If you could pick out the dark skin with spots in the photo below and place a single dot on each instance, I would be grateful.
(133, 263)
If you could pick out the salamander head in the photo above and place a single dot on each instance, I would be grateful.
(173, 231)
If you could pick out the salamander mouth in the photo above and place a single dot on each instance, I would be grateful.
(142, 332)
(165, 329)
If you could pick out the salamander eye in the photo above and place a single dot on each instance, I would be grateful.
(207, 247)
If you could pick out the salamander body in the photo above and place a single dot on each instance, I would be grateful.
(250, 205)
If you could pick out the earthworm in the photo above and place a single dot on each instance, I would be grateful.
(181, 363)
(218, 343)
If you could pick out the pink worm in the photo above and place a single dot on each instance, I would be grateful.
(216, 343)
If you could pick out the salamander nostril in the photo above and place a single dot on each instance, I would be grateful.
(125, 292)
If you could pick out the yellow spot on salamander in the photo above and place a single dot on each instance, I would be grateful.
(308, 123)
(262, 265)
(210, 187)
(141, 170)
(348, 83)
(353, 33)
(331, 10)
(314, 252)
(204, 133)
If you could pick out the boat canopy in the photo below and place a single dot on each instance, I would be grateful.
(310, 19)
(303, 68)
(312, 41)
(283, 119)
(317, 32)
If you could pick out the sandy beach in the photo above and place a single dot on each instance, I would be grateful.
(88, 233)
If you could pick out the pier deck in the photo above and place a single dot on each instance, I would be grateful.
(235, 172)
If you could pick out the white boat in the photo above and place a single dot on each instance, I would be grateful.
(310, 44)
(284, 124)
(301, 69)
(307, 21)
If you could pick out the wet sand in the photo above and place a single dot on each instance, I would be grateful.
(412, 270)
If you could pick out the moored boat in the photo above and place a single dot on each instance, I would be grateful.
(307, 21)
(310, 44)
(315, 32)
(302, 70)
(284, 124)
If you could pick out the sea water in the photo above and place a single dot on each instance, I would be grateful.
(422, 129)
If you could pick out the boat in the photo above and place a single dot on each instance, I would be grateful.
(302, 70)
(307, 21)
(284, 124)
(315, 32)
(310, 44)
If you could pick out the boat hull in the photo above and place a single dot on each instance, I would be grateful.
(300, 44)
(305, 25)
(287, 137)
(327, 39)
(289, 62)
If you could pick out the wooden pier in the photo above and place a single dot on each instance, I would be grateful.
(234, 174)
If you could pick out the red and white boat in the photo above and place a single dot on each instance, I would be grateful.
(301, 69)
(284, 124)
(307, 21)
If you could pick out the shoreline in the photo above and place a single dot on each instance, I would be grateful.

━━━━━━

Write out every record exactly as it appears above.

If you could pick out the dark skin with spots in the photo below and place a single dot on each instance, I would be grateful.
(133, 263)
If you could pick out the salamander head in the photo above and place a single dot on each instance, I would be grateful.
(173, 231)
If you could pick out the salamander mouth in the photo above and place a single dot on each instance, I would be grateful.
(142, 332)
(165, 329)
If you could pick out the salamander eye in the photo above and place a single dot on each instance, I would be grateful.
(207, 247)
If you could pick out the salamander body in the photo above and place a single dot on each instance, I would be grateful.
(250, 205)
If you could pick out the earthworm in the photo above and place a single dot on each instance, I would be grateful.
(181, 363)
(218, 343)
If you could pick out the pink worm in the photo above and place a single dot on each instance, I would be grateful.
(216, 343)
If you could pick out the salamander nostril in the photo above and place a single dot on each instance, I would be grateful.
(125, 292)
If you could pick out the yellow spot on salamander in the photo above and place a single dot on each instance, I would be grateful.
(308, 123)
(262, 265)
(210, 187)
(141, 170)
(348, 83)
(353, 33)
(331, 10)
(314, 252)
(204, 133)
If you could pick out the boat canopy in the photo below and place a single dot on each instance, I would be grateful.
(310, 19)
(303, 68)
(312, 41)
(283, 119)
(317, 32)
If you could pick out the sandy beach in the photo above and place a single dot on each instance, I would be grateful.
(88, 233)
If you could pick out the pier deck in the photo above and place a single dot on each instance, I would be grateful.
(235, 172)
If you could pick out the white boat in the photo above and place a single dot on each instance, I would be grateful.
(310, 44)
(284, 124)
(301, 69)
(307, 21)
If you could pick out the wet sand in the photo above and place a single dot on each instance, I would be grateful.
(412, 270)
If you could pick out the moored boat in the photo above and place a single dot on each instance, I would be grateful.
(307, 21)
(310, 44)
(315, 32)
(302, 70)
(284, 124)
If you could pick out the sea water in the photo above and place a single dot on each instance, I would be grateful.
(422, 129)
If you could pick out the boat in the photo above and place a single dot on each instance, I would be grateful.
(302, 70)
(307, 21)
(284, 124)
(315, 32)
(310, 44)
If you could pick out the boat hull in the photo above and place a single dot on each instance, I would be grateful.
(300, 44)
(305, 25)
(287, 137)
(327, 39)
(289, 62)
If you could pick out the wooden pier in the photo above and place a single dot on each instance, I would be grateful.
(234, 174)
If you could pick out the red and white boat in the photo above and place a single dot on each instance, I would be grateful.
(301, 69)
(284, 124)
(307, 21)
If you could pick out the shoreline in the photo above and place a single dot on each instance, I would be grateful.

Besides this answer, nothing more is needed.